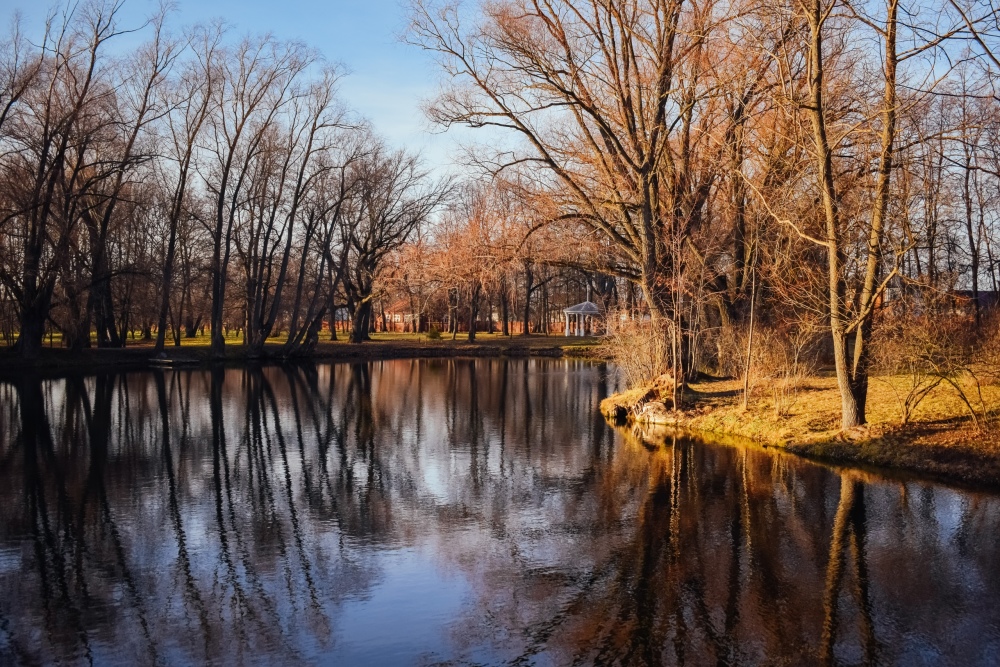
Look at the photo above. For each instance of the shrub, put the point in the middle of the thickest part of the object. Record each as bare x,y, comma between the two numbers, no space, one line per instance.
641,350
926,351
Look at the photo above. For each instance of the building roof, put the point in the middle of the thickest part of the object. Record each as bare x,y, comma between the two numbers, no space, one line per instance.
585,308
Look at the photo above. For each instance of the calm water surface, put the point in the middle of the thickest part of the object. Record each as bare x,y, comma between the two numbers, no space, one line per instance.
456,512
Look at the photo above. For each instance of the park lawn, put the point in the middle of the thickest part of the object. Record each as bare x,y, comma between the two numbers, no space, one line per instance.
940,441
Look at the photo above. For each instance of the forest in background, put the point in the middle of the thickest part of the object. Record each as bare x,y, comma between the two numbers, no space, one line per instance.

§ The request
Repeat the text of all the records above word for word, leaving out the pictures.

§ Exercise solution
Look at the photo above. For each instance of the shrub, put the point in the middle of the thickest part of the object. Record each as bare x,y, comma between the two numbers, no space, one line per instance.
641,350
926,351
Look at the photo above. For each instance of the building roof, put the point in the middle of the thickest part of the object. Record each as bare x,y, comma between the two numbers, no space, one line per instance.
585,308
Look at the photo above. For each instance of the calm water surface, put the point in the middle of the thickest part of the object. Record each as bare x,y, comma between the two numbers, no space, one line per instance.
456,512
Look at the photo above. For each instance of the park lawn, put the point in the middle of the thickest part of the object. Record each as bare x,y, comma between the two numbers, no space, one line per instance.
940,441
Look at the photo above. For each instance of the forest in background, put the point in the middle of the thickest part of the object. Record each as bare x,y, comma between the two numbers, no space, one line per instance.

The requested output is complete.